__Problem statement__:
If a line of the data below contains the string "rough", copy it into your answer.

__Saved entries__:

⁂

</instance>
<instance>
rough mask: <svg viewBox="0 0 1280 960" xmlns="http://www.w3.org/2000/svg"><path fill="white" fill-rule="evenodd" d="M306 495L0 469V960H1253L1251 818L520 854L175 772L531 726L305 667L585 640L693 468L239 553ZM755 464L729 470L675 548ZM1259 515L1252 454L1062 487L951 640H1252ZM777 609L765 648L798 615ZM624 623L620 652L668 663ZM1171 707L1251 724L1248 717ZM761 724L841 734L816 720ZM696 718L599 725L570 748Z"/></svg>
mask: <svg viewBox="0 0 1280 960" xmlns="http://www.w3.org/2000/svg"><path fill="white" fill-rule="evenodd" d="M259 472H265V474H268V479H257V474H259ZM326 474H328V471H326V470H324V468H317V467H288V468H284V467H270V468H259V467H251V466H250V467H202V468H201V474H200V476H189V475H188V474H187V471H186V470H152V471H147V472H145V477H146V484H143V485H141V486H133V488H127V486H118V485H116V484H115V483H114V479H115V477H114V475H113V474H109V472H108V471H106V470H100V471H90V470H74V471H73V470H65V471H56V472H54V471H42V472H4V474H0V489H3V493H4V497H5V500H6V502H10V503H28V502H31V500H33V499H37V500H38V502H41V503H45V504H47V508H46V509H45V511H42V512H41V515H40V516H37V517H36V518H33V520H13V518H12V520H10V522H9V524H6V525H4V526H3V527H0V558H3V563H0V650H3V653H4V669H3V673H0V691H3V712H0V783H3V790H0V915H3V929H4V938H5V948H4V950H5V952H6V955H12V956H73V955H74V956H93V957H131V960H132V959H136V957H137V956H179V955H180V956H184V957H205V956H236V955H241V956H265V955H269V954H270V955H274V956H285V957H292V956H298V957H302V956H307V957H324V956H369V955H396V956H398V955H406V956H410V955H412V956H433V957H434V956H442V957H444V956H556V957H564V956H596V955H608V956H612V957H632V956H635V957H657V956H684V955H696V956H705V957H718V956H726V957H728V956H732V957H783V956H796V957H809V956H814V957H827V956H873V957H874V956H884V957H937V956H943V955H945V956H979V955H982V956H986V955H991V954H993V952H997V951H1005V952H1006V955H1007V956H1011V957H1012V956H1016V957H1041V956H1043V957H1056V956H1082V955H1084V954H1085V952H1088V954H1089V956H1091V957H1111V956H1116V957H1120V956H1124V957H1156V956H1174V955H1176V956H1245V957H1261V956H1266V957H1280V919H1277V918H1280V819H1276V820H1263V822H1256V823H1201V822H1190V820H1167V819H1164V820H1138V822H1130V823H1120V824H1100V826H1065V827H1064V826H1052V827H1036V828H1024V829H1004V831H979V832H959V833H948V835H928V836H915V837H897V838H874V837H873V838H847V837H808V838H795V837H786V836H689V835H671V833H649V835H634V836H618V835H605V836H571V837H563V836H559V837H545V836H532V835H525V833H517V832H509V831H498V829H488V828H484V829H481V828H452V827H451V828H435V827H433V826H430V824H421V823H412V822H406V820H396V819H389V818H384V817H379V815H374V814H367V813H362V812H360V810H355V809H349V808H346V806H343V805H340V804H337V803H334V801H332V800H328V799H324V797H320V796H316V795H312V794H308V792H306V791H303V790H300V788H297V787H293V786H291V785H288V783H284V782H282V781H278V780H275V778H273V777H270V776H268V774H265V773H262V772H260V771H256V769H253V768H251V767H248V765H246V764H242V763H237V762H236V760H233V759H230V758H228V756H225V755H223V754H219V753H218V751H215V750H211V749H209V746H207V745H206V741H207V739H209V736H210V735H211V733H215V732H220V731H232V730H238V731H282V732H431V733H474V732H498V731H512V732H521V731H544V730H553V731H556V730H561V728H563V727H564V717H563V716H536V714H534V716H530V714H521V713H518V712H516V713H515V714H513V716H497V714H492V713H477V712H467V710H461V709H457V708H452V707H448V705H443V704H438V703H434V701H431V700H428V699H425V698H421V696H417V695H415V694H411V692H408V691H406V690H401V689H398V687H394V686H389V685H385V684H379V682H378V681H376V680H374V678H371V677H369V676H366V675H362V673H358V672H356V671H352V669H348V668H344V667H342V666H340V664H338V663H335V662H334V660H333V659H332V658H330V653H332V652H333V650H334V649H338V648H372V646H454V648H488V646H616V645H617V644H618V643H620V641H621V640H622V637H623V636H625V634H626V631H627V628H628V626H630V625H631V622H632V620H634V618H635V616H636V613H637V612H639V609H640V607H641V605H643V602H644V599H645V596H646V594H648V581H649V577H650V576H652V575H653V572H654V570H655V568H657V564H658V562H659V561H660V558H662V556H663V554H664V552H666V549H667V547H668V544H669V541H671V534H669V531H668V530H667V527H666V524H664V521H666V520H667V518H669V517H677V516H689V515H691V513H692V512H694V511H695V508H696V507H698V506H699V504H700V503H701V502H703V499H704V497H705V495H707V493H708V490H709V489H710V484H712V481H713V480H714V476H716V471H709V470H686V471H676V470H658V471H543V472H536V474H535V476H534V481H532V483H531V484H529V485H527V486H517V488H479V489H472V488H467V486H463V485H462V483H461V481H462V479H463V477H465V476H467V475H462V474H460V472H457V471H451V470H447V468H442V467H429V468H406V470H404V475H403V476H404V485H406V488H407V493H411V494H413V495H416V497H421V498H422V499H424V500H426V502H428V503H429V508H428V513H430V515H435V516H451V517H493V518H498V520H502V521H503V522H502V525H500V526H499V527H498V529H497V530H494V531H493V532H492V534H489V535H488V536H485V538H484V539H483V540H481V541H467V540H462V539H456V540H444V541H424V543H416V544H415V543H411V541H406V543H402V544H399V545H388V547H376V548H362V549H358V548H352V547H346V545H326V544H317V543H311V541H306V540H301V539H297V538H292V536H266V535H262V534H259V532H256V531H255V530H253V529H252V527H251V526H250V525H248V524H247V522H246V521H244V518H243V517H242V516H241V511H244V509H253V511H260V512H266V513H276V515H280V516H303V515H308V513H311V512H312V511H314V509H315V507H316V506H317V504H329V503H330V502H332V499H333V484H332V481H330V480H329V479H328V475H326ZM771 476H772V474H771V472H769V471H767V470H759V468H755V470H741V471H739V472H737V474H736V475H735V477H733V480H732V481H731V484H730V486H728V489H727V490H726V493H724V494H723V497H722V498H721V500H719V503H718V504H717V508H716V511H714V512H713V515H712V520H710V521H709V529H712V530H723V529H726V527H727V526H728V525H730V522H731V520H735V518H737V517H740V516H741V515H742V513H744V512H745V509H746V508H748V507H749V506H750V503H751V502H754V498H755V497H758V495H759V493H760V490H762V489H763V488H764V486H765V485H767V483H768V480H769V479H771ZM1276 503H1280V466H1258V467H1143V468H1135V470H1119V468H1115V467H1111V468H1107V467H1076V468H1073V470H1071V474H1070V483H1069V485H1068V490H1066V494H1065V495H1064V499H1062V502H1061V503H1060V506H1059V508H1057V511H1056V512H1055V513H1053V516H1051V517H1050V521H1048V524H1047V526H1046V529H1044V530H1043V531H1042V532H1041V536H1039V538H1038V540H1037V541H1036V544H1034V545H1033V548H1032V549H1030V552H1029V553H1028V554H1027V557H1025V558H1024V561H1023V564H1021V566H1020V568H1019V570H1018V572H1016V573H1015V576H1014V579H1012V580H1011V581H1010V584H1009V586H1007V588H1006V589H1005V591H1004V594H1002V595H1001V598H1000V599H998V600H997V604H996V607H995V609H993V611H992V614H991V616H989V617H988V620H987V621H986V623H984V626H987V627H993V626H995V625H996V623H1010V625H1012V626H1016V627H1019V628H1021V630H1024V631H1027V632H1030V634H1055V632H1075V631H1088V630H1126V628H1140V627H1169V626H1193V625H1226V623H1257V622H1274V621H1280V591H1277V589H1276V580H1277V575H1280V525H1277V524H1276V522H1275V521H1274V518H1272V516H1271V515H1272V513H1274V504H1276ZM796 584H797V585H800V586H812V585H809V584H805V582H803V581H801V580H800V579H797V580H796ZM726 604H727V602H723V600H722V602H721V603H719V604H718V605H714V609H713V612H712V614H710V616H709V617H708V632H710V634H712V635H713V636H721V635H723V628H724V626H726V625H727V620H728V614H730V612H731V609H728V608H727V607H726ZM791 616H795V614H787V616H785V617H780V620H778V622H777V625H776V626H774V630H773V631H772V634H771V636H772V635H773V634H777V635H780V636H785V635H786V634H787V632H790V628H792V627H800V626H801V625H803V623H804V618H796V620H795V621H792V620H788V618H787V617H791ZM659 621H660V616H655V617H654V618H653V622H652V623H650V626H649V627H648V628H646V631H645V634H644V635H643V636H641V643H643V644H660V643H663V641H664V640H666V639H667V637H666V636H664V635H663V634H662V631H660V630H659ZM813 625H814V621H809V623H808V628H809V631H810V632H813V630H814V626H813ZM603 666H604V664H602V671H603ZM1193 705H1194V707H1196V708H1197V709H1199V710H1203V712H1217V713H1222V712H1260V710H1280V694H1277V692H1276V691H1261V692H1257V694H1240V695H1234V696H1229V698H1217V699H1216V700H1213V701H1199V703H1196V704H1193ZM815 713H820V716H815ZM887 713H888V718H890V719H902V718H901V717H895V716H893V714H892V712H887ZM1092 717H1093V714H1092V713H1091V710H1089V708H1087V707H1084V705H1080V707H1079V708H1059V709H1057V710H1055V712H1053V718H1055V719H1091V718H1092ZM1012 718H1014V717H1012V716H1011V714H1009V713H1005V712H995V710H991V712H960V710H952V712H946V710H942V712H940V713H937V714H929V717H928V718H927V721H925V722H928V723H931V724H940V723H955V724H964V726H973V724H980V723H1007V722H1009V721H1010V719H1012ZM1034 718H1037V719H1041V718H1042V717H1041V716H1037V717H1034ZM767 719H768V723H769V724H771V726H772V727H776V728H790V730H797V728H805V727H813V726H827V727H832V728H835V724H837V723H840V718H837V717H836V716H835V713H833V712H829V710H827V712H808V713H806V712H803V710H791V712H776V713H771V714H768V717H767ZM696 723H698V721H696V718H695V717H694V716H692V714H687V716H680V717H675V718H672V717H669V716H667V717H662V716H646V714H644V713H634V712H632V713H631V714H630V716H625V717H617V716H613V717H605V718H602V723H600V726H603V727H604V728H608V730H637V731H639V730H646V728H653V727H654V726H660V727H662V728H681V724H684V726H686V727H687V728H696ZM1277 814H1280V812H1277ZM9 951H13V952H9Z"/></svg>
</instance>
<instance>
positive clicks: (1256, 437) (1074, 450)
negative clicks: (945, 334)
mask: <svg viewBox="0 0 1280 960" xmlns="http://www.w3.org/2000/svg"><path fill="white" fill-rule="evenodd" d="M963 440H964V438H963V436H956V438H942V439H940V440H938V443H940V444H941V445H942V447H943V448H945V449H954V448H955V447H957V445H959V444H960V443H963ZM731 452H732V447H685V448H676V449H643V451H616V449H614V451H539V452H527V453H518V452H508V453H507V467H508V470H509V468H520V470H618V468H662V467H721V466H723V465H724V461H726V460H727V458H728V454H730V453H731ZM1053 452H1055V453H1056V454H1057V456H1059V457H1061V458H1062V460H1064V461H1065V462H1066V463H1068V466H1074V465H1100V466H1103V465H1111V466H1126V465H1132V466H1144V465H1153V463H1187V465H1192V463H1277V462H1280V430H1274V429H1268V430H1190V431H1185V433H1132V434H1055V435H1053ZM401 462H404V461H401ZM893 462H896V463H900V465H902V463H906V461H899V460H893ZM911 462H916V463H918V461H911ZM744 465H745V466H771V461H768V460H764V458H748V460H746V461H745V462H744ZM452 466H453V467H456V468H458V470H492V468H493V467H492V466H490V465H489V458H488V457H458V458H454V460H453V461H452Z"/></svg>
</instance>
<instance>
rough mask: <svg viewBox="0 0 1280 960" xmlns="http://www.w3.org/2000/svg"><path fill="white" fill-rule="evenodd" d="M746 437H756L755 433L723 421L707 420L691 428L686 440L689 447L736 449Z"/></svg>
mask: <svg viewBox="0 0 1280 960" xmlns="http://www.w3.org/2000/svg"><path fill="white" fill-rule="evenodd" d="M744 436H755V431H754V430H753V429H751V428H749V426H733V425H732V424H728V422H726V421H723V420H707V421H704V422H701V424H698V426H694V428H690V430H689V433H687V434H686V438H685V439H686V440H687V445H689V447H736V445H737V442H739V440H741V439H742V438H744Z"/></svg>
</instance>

⁂

__Response below__:
rough mask: <svg viewBox="0 0 1280 960" xmlns="http://www.w3.org/2000/svg"><path fill="white" fill-rule="evenodd" d="M306 495L0 469V960H1253L1251 818L520 854L175 772L531 726L305 667L585 640L693 468L239 553ZM755 464L729 470L675 548ZM1259 515L1252 454L1062 487L951 640H1252ZM777 609L765 648L798 615ZM624 623L620 652L668 663ZM1171 707L1251 724L1248 717ZM761 724L841 734L816 720ZM696 718L599 725L570 748Z"/></svg>
rough mask: <svg viewBox="0 0 1280 960" xmlns="http://www.w3.org/2000/svg"><path fill="white" fill-rule="evenodd" d="M746 437H756L755 433L723 421L707 420L691 428L686 440L689 447L736 449Z"/></svg>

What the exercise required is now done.